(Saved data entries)
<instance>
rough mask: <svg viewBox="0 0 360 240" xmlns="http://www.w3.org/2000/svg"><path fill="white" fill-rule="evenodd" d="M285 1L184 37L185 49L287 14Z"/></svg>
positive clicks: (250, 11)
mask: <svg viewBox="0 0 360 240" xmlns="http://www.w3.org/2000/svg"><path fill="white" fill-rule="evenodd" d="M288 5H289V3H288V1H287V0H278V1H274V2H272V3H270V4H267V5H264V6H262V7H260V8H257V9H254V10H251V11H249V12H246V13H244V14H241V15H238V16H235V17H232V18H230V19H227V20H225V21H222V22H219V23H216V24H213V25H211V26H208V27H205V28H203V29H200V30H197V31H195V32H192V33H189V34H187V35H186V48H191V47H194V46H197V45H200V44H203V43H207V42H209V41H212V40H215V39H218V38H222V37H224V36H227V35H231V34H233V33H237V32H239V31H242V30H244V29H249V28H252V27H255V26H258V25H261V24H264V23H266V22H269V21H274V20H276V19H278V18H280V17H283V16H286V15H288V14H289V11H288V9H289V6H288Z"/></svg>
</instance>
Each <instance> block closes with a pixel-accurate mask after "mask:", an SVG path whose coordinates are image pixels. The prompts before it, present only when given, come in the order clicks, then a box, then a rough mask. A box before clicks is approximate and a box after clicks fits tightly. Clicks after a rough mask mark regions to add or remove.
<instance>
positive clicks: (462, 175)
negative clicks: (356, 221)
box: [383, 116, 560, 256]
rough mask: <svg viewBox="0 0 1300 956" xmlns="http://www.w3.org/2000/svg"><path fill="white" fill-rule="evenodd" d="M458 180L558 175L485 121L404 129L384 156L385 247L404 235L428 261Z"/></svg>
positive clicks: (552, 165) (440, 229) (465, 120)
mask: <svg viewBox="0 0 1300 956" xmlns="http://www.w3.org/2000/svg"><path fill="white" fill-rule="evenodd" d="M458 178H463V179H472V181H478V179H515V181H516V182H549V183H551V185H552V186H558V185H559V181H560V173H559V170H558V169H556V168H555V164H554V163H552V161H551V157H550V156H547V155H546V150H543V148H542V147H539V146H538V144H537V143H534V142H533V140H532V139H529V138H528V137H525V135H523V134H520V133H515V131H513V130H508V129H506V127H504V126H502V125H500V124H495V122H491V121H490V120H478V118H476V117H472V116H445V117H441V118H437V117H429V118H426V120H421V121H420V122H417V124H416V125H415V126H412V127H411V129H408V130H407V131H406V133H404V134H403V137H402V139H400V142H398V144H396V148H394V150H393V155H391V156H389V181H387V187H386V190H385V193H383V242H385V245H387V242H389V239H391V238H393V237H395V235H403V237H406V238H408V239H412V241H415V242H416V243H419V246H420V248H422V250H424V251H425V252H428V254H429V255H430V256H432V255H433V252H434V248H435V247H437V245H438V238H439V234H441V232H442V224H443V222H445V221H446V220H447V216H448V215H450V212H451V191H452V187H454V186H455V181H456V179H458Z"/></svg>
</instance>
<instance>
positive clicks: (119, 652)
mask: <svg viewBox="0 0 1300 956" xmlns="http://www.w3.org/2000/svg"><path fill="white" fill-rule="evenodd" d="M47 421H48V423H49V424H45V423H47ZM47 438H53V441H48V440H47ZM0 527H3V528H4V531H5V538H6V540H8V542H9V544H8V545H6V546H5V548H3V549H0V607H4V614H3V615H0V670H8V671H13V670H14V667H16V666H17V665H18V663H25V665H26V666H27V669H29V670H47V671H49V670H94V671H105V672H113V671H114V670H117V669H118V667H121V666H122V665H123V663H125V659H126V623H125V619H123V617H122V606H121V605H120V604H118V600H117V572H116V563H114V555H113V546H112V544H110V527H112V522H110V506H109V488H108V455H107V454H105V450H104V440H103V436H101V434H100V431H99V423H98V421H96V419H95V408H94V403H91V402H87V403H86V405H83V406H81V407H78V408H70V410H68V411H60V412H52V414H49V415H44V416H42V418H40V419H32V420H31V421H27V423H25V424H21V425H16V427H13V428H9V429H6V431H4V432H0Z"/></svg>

◆ Prompt ◆
Reproduce all of the data above, changing every "rough mask" to "coarse mask" and leaving everything else the same.

◆ Solution for this problem ◆
<instance>
coarse mask: <svg viewBox="0 0 360 240" xmlns="http://www.w3.org/2000/svg"><path fill="white" fill-rule="evenodd" d="M285 1L184 37L185 49L287 14Z"/></svg>
positive clicks: (250, 11)
mask: <svg viewBox="0 0 360 240" xmlns="http://www.w3.org/2000/svg"><path fill="white" fill-rule="evenodd" d="M288 5H289V3H288V1H287V0H278V1H274V2H272V3H270V4H267V5H264V6H262V7H260V8H257V9H254V10H251V11H249V12H246V13H244V14H241V15H238V16H235V17H232V18H230V19H227V20H225V21H222V22H219V23H216V24H213V25H211V26H208V27H205V28H203V29H200V30H197V31H195V32H192V33H189V34H187V35H186V48H191V47H194V46H197V45H200V44H203V43H207V42H209V41H212V40H215V39H218V38H222V37H224V36H227V35H231V34H233V33H237V32H239V31H242V30H244V29H249V28H252V27H255V26H258V25H261V24H264V23H266V22H269V21H274V20H276V19H278V18H280V17H283V16H286V15H288V14H289V11H288V9H289V6H288Z"/></svg>
</instance>
Each <instance> block closes with a pixel-accurate mask after "mask:", an SVG path whose coordinates are image pixels. The prompts before it, present only when given, come in the order clicks, then a box, then a coarse mask. A box before clicks is approximate and a box after clicks fits tightly. Clicks after a coarse mask mark regions to add or remove.
<instance>
positive clicks: (462, 175)
negative clicks: (356, 221)
box: [383, 116, 560, 256]
coarse mask: <svg viewBox="0 0 1300 956" xmlns="http://www.w3.org/2000/svg"><path fill="white" fill-rule="evenodd" d="M458 180L558 175L485 121L404 129L384 156L385 247L404 235L428 261Z"/></svg>
positive clicks: (552, 165) (440, 229) (465, 120)
mask: <svg viewBox="0 0 1300 956" xmlns="http://www.w3.org/2000/svg"><path fill="white" fill-rule="evenodd" d="M458 178H463V179H472V181H478V179H515V181H516V182H549V183H551V185H552V186H558V185H559V181H560V173H559V170H558V169H556V168H555V164H554V163H552V161H551V157H550V156H547V155H546V150H543V148H542V147H539V146H538V144H537V143H534V142H533V140H532V139H529V138H528V137H525V135H523V134H520V133H515V131H513V130H508V129H506V127H504V126H502V125H500V124H495V122H491V121H490V120H478V118H476V117H472V116H445V117H441V118H437V117H429V118H426V120H421V121H420V122H417V124H416V125H415V126H412V127H411V129H408V130H407V131H406V133H404V134H403V137H402V139H400V142H398V144H396V148H394V150H393V155H391V156H389V181H387V187H386V190H385V193H383V242H385V245H387V242H389V239H391V238H393V237H395V235H403V237H406V238H408V239H412V241H415V242H416V243H419V246H420V248H422V250H424V251H425V252H428V254H429V255H430V256H432V255H433V252H434V248H435V247H437V245H438V238H439V234H441V232H442V224H443V222H445V221H446V220H447V216H448V215H450V212H451V191H452V187H454V186H455V181H456V179H458Z"/></svg>
</instance>
<instance>
positive clicks: (119, 652)
mask: <svg viewBox="0 0 1300 956" xmlns="http://www.w3.org/2000/svg"><path fill="white" fill-rule="evenodd" d="M47 421H48V423H49V424H45V423H47ZM47 438H53V441H48V440H47ZM0 527H3V528H4V531H5V538H6V540H8V542H9V544H8V545H6V546H5V548H3V549H0V607H4V614H3V615H0V670H8V671H13V670H14V667H16V666H17V665H18V663H25V665H26V666H27V669H29V670H47V671H49V670H94V671H105V672H113V671H114V670H117V669H118V667H121V666H122V665H123V663H125V659H126V623H125V619H123V617H122V606H121V605H120V604H118V600H117V572H116V563H114V555H113V546H112V544H110V527H112V522H110V506H109V488H108V455H107V454H105V450H104V440H103V436H101V434H100V431H99V423H98V421H96V419H95V408H94V403H91V402H87V403H86V405H83V406H81V407H78V408H70V410H68V411H60V412H52V414H49V415H44V416H42V418H40V419H32V420H31V421H27V423H25V424H21V425H16V427H13V428H9V429H6V431H4V432H0Z"/></svg>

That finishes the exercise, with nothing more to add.